(Location annotation dataset excerpts)
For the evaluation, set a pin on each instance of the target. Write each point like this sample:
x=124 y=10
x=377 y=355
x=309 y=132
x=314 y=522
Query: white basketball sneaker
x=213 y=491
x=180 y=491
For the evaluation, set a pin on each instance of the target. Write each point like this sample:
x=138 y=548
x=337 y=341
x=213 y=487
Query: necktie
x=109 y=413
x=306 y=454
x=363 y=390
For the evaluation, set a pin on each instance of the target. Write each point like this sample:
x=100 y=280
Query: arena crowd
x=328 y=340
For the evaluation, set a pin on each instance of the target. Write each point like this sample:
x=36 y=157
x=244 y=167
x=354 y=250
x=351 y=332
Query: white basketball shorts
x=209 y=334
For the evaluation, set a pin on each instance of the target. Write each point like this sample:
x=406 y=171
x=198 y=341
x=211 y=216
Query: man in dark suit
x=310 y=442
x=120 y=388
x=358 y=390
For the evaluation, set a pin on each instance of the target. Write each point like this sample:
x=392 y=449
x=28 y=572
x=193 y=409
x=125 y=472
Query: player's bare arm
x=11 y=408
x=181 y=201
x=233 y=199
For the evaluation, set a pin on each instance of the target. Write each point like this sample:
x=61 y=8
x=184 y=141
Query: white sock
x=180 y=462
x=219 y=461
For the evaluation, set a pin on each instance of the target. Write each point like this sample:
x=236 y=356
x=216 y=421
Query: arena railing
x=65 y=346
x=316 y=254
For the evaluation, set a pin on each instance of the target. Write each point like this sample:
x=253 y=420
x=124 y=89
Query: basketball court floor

● EXERCISE PROMPT
Print the material verbatim, all of it.

● RESULT OF THIS EXERCISE
For the evaluation, set a pin on each instance of the target. Write each point like this sample:
x=124 y=10
x=377 y=355
x=309 y=132
x=314 y=522
Query: white basketball sneaker
x=213 y=491
x=180 y=491
For the evaluation, set a pin on each instance of the target. Write each point like this sample:
x=138 y=548
x=337 y=341
x=213 y=487
Query: necktie
x=109 y=413
x=306 y=454
x=363 y=390
For the evaluation, set a pin on each instance of the target. Write each point like this sample:
x=100 y=280
Query: arena crowd
x=328 y=340
For the evaluation, set a pin on each instance of the target. Write each point like this sample:
x=36 y=157
x=244 y=167
x=354 y=250
x=351 y=332
Query: white basketball shorts
x=209 y=334
For the evaluation, set a pin on each instance of the target. Write each point like this sample:
x=406 y=171
x=198 y=341
x=211 y=216
Query: man in dark suit
x=310 y=442
x=120 y=388
x=358 y=390
For the evaluation, set a pin on each instance of the target. Write each point like this sample:
x=392 y=449
x=28 y=572
x=193 y=409
x=125 y=472
Query: player's bare arm
x=11 y=408
x=181 y=201
x=233 y=199
For the evaluation, set a pin on each instance of the target. Write each point like this sample:
x=61 y=8
x=184 y=141
Query: white sock
x=180 y=462
x=219 y=461
For the evaluation, set a pin on each instance of the target. Write each point like this sample:
x=236 y=356
x=216 y=421
Query: arena railing
x=65 y=346
x=316 y=254
For the evaluation, set a pin on each instance of the target. Write each point like this sample:
x=253 y=420
x=124 y=89
Query: basketball court floor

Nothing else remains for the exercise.